- [Exercise objective]: The lines below, from the one holding "Target: table wood plank" through the one holding "Target: white flower cluster", are to be restated word for word, with all images left out.

- [The data]:
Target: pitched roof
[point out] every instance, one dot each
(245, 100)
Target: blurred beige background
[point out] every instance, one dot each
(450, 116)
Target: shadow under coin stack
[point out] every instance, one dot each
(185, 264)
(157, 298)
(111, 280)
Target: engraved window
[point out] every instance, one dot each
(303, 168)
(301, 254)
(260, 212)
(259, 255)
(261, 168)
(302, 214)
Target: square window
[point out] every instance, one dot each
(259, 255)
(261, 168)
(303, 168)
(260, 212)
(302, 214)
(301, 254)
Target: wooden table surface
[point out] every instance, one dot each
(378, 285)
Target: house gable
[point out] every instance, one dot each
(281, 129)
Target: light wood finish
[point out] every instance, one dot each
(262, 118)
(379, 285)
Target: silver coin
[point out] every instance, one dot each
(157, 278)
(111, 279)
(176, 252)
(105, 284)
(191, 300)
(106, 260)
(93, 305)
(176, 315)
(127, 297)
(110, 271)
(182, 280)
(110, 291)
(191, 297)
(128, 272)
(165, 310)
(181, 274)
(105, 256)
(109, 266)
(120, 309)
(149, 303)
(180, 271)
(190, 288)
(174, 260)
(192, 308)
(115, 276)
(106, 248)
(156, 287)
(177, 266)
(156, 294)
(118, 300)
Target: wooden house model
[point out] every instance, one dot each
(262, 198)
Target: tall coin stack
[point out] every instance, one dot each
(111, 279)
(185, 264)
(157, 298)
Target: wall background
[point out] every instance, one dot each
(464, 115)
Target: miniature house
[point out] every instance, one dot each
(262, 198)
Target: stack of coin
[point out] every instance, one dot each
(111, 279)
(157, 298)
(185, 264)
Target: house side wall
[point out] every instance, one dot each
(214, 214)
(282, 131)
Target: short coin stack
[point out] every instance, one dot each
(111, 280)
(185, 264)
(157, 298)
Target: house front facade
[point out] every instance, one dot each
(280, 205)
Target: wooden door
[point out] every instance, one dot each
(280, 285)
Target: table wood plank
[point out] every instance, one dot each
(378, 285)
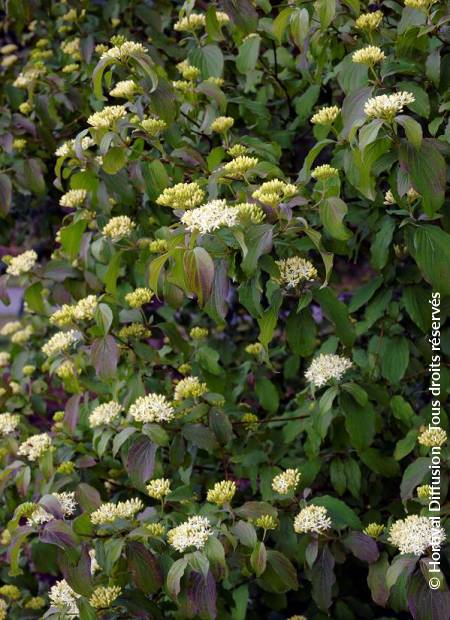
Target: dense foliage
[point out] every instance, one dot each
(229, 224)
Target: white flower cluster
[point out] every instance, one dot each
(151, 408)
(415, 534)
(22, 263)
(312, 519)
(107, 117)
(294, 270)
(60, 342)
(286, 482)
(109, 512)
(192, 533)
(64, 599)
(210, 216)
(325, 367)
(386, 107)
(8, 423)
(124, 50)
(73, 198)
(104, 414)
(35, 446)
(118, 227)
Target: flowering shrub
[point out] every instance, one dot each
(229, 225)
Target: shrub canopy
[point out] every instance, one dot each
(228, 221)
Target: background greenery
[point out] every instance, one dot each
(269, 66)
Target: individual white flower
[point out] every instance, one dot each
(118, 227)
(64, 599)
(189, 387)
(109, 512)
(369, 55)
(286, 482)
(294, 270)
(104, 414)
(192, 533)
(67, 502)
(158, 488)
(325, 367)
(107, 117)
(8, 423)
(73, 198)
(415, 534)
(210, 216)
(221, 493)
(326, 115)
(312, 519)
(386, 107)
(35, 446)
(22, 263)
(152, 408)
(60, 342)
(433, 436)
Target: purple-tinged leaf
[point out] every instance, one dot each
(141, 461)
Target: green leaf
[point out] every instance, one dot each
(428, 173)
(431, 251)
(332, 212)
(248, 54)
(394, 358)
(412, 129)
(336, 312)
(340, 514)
--
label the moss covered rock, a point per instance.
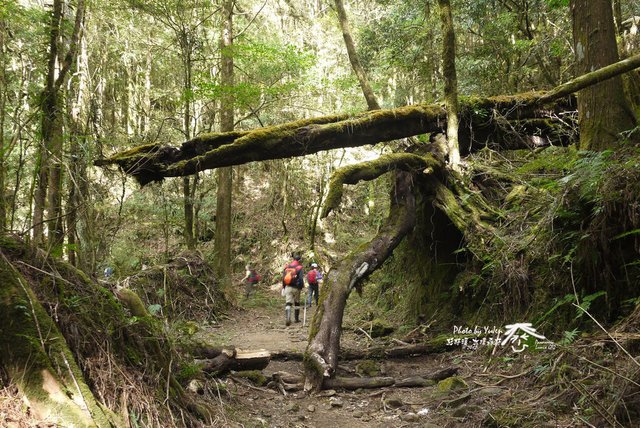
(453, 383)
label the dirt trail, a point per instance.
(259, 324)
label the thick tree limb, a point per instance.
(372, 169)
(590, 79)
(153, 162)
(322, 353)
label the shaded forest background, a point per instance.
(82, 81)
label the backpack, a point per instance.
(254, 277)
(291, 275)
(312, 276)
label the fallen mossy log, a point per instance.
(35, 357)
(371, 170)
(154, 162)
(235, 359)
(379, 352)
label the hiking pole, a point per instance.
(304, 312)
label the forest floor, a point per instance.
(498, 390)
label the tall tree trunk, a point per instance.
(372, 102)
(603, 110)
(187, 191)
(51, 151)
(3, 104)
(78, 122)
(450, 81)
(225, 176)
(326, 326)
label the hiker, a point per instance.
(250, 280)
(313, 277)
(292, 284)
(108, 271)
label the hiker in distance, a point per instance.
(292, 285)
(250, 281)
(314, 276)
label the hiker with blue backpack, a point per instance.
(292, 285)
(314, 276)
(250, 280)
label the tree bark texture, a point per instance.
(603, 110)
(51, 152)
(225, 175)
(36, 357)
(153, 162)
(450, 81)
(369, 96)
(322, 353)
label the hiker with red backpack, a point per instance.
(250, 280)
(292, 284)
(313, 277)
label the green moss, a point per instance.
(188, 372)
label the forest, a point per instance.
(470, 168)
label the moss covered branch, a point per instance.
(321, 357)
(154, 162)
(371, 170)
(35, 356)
==
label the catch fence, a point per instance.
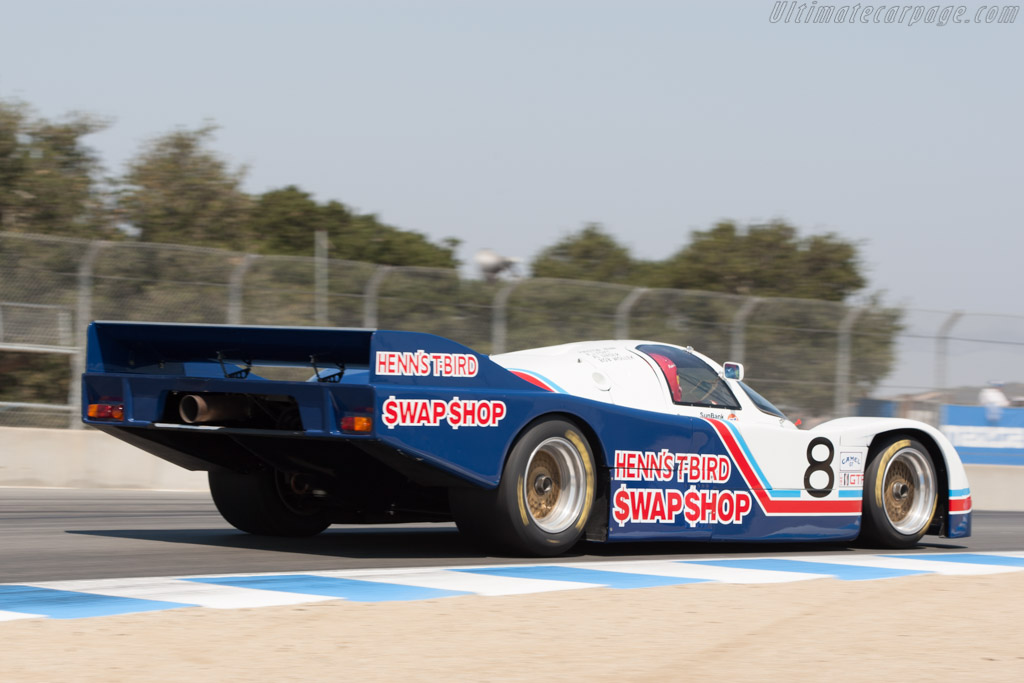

- [Expected output]:
Target: table wood plank
[point out] every instance, one dot each
(378, 285)
Target: dense foliage
[point out] every instance, one dot each
(229, 224)
Target: white flower cluster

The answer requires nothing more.